[Rows from a pointing dataset]
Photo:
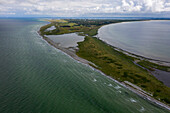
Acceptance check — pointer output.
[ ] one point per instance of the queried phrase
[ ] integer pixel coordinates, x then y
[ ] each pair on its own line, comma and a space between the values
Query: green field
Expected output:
120, 67
110, 61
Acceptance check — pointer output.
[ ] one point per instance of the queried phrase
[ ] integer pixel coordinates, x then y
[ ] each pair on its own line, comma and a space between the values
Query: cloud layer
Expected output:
83, 7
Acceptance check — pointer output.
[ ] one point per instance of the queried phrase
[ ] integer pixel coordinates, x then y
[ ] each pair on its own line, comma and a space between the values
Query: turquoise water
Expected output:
37, 78
149, 38
67, 40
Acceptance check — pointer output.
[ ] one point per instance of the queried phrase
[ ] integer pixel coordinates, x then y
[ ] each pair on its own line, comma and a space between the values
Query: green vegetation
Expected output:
110, 61
150, 65
120, 67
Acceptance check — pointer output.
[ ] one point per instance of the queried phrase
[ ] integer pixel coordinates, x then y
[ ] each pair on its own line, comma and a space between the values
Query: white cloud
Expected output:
80, 7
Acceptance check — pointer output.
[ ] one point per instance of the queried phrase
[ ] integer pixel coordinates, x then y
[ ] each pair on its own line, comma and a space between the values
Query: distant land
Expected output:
129, 69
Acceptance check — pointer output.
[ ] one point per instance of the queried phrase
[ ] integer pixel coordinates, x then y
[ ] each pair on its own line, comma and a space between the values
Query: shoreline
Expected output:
125, 84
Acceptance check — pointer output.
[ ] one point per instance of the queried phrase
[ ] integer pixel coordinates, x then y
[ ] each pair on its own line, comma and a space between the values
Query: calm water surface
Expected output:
66, 40
149, 39
37, 78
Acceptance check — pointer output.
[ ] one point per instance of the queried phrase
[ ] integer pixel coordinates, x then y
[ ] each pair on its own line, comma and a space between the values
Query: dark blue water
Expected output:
37, 78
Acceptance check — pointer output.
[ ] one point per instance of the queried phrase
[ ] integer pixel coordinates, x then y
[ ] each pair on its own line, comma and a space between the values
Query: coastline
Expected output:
127, 85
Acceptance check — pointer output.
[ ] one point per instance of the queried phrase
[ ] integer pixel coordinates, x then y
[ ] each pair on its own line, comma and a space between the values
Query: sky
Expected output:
85, 8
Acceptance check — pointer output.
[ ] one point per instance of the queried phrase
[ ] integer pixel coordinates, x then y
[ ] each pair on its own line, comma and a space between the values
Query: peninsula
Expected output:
130, 70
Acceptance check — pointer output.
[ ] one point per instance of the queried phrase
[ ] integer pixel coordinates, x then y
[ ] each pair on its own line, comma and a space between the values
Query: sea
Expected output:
37, 78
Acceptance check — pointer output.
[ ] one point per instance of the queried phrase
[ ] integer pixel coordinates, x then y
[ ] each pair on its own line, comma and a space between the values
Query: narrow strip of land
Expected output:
107, 59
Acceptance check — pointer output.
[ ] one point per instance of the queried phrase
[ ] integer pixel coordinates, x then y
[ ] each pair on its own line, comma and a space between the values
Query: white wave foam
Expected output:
117, 87
110, 85
142, 109
133, 100
94, 80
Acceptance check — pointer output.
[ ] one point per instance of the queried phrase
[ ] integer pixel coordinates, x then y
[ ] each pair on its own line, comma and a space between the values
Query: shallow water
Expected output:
66, 40
37, 78
148, 38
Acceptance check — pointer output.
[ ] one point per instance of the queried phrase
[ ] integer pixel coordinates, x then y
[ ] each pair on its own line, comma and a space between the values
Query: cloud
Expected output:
83, 7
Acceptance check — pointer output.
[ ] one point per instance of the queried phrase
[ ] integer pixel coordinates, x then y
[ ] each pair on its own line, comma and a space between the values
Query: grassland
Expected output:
110, 61
120, 67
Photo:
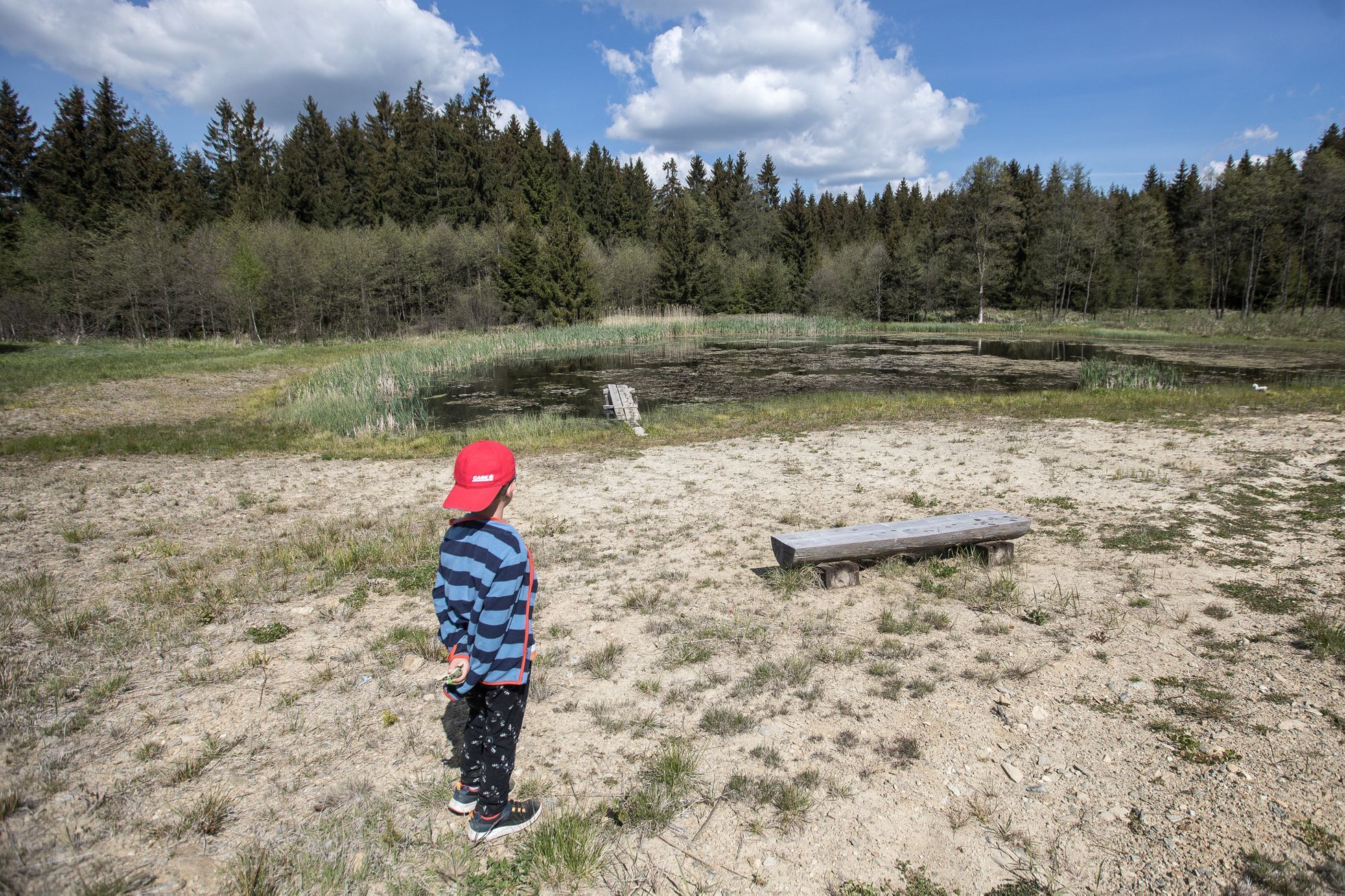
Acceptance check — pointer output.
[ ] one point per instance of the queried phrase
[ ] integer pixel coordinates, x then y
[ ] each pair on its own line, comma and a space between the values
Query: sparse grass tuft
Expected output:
565, 851
902, 750
1147, 539
269, 633
1324, 635
666, 783
1263, 599
788, 582
1098, 373
685, 652
1189, 748
724, 720
252, 873
602, 662
790, 798
206, 816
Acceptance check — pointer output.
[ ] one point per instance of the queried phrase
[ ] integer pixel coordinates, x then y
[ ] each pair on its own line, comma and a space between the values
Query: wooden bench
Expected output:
619, 403
836, 551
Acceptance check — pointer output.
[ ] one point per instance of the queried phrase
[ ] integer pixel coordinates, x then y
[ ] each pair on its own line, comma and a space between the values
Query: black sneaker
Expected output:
515, 816
465, 799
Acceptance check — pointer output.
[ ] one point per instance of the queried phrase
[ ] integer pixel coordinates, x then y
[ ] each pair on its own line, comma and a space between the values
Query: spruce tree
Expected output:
193, 207
108, 152
150, 175
62, 179
567, 292
18, 150
354, 205
519, 281
309, 169
769, 182
679, 257
797, 244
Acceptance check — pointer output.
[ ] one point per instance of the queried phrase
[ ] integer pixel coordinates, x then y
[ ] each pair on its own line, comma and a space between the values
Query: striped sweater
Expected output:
483, 599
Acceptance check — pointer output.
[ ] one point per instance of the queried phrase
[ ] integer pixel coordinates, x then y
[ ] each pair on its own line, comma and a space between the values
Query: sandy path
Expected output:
128, 403
643, 548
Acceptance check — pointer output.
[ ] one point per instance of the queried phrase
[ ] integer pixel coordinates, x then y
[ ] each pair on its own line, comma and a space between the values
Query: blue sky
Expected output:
840, 92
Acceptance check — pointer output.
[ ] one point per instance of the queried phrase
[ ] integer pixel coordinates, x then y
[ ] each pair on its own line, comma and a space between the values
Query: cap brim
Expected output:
471, 499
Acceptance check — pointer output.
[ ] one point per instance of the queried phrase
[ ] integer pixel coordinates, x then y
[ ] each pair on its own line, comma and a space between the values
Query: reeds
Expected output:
1097, 373
381, 392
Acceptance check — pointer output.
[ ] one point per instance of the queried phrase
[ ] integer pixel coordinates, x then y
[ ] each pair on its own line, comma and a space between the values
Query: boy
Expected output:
483, 598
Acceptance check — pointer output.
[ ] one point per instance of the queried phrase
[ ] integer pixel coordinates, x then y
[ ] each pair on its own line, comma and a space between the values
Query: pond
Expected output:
682, 372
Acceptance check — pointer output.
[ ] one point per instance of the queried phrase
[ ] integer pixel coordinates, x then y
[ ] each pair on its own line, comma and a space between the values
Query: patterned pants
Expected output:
493, 727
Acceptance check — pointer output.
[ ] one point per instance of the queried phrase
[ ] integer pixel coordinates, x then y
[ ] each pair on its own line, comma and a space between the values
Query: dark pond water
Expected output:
692, 370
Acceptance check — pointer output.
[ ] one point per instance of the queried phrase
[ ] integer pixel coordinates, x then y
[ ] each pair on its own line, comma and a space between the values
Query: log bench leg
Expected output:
996, 553
841, 574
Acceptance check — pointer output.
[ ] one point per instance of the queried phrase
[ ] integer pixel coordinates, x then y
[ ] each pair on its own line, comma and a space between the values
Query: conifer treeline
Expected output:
416, 215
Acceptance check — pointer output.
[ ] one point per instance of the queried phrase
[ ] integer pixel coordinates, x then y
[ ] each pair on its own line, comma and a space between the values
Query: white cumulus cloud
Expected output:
799, 80
619, 64
273, 51
1258, 134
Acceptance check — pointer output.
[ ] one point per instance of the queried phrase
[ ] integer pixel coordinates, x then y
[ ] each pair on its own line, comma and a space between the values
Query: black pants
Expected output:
493, 728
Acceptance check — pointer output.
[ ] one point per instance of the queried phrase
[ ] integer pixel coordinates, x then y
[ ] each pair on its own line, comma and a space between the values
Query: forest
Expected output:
416, 217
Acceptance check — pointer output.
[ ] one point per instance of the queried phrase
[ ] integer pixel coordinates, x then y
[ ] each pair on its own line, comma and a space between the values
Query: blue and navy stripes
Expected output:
483, 599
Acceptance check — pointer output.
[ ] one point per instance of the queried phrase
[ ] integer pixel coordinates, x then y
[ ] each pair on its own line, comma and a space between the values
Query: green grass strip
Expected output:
787, 416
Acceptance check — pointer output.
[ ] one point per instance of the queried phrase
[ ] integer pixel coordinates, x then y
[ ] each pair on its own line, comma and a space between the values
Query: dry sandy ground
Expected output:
128, 403
1036, 753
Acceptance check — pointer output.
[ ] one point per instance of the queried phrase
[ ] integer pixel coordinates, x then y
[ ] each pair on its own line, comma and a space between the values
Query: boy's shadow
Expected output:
454, 722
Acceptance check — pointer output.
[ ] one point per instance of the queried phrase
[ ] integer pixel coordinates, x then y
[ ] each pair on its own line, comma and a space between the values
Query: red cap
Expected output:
480, 470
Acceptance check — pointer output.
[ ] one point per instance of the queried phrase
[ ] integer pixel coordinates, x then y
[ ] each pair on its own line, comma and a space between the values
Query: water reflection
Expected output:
681, 372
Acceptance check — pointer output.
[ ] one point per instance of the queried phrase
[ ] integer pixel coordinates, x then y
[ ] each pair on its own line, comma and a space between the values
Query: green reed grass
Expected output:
381, 392
1097, 373
782, 416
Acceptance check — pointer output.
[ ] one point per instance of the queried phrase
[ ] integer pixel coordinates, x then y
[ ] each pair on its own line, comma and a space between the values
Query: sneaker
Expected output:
465, 799
515, 816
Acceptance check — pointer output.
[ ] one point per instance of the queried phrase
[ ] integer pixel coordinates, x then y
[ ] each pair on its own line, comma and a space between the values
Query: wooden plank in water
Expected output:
620, 404
884, 540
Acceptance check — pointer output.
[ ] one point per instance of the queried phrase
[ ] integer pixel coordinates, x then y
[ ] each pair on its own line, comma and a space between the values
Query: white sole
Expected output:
501, 832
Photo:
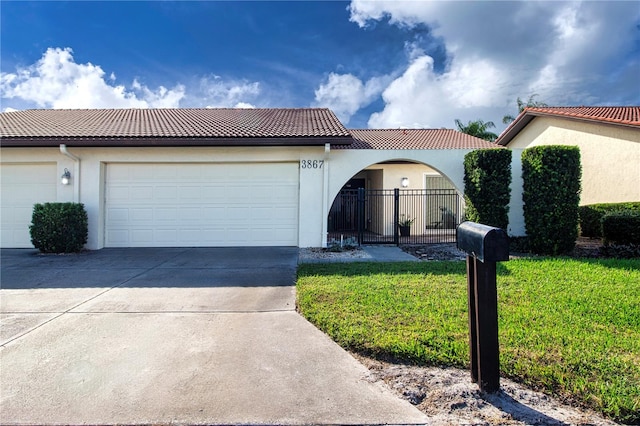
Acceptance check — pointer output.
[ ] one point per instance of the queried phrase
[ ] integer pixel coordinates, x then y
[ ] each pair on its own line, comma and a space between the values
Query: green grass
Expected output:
569, 327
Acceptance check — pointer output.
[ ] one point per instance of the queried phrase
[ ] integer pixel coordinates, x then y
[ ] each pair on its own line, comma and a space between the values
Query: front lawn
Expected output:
569, 327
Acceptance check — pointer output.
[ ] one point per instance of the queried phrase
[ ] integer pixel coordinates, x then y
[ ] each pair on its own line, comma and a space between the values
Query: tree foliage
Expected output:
551, 194
507, 119
487, 176
478, 129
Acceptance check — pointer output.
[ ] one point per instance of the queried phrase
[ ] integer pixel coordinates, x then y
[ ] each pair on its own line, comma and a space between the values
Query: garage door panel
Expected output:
202, 204
22, 186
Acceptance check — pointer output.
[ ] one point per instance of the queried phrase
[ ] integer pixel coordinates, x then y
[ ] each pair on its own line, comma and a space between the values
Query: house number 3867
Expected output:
311, 164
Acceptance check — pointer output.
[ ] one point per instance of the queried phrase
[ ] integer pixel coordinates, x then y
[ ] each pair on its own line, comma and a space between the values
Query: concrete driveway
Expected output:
174, 335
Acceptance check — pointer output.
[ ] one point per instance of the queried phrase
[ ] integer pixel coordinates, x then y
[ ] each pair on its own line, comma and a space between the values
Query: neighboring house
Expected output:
609, 142
208, 177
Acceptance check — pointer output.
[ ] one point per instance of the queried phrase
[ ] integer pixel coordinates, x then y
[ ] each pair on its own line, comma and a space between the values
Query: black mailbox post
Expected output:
484, 245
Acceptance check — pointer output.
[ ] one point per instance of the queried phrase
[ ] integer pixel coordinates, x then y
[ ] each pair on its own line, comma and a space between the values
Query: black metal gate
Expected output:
396, 216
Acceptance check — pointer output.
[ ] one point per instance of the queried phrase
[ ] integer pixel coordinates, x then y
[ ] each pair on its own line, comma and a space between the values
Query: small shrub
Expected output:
621, 251
551, 194
591, 216
346, 244
59, 227
487, 176
519, 245
621, 227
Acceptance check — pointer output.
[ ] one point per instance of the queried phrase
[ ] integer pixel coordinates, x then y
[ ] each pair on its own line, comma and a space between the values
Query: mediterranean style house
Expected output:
215, 177
609, 142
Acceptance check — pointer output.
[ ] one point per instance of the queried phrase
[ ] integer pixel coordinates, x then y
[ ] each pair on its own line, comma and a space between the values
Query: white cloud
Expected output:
244, 105
498, 51
57, 81
215, 92
345, 94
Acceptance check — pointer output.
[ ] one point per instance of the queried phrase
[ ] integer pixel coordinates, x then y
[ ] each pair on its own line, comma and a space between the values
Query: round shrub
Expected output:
59, 227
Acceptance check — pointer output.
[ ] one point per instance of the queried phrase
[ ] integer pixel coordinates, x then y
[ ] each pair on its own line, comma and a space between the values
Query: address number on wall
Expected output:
311, 164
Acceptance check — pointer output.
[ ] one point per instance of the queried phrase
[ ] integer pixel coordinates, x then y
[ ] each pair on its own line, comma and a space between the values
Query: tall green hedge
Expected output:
59, 227
551, 194
487, 176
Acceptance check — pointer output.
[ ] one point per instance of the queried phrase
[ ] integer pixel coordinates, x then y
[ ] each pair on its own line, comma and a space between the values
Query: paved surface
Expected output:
158, 336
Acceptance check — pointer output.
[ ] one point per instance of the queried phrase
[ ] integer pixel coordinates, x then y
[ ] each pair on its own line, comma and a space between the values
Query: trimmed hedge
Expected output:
59, 227
487, 176
591, 216
622, 227
551, 194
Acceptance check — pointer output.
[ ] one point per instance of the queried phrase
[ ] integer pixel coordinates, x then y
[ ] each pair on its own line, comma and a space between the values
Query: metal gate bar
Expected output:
373, 216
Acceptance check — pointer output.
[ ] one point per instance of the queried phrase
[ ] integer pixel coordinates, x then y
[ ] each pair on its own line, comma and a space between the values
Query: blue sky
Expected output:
375, 63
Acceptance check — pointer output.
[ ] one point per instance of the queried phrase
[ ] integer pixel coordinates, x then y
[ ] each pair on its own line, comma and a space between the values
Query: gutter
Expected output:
325, 194
76, 172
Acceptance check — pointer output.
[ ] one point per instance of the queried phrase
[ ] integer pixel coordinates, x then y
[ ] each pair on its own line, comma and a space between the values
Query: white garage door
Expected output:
22, 186
201, 205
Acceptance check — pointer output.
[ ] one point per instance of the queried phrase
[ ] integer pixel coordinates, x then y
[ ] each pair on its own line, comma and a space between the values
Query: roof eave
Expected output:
527, 116
33, 142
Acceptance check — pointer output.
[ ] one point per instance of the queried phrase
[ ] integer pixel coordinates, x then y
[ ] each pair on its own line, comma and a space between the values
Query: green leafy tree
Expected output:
551, 195
487, 179
507, 119
478, 129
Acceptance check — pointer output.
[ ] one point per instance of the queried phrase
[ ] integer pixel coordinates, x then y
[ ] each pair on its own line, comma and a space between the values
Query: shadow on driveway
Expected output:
150, 267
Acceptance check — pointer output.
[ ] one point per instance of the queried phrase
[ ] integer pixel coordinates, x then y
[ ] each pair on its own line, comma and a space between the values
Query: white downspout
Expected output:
76, 172
325, 194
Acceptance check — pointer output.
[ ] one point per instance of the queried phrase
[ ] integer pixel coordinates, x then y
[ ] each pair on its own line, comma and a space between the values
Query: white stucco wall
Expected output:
318, 185
610, 155
89, 180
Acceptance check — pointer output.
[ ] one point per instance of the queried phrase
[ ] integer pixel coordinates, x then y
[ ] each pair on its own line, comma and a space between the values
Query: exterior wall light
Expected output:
66, 177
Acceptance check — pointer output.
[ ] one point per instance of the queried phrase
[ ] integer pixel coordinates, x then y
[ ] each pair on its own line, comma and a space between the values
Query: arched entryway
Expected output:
396, 202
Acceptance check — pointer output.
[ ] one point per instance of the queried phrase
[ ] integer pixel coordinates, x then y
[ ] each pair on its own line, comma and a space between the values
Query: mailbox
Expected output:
485, 243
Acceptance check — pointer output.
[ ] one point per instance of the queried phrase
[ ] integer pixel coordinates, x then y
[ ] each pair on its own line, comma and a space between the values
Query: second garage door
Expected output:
201, 205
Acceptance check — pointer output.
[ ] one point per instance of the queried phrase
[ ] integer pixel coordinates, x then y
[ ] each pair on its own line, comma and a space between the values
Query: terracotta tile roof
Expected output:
628, 116
220, 126
414, 139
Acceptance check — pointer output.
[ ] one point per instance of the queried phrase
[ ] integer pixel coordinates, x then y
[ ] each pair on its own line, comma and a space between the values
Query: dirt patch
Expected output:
448, 397
585, 248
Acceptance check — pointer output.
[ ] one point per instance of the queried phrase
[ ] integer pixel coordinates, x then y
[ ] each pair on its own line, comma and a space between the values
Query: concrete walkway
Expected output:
187, 336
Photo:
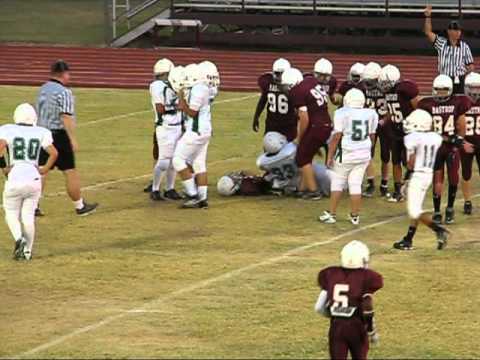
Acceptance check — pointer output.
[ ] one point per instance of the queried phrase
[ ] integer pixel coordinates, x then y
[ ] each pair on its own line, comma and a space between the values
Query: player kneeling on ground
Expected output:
190, 157
23, 141
354, 129
422, 145
347, 298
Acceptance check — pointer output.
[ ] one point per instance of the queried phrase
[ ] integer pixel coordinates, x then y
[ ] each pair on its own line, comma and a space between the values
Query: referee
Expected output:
454, 55
55, 107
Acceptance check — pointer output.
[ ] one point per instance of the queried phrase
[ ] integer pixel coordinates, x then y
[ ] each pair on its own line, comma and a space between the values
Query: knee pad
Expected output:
179, 164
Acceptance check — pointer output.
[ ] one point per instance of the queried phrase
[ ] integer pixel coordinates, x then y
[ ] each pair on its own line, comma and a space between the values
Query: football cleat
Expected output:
87, 209
449, 216
327, 218
437, 218
468, 208
172, 194
18, 251
156, 196
403, 244
354, 219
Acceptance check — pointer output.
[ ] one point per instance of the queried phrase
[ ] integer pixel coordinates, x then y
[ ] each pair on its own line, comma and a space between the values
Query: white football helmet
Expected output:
354, 98
356, 72
176, 78
323, 70
355, 255
291, 77
163, 66
193, 75
273, 142
226, 186
25, 114
389, 77
210, 72
419, 120
472, 86
442, 88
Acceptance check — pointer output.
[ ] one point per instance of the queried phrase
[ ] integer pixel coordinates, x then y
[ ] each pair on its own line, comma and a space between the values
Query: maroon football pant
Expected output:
313, 139
288, 130
348, 335
448, 155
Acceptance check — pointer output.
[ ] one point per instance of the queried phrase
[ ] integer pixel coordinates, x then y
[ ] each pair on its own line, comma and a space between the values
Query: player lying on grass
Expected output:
22, 141
347, 299
351, 145
422, 144
472, 135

__Problem requirements__
Copy out, in full, every line of the material above that contains the word "door".

__Exercise result__
Query: garage door panel
Query: white garage door
Query: second garage door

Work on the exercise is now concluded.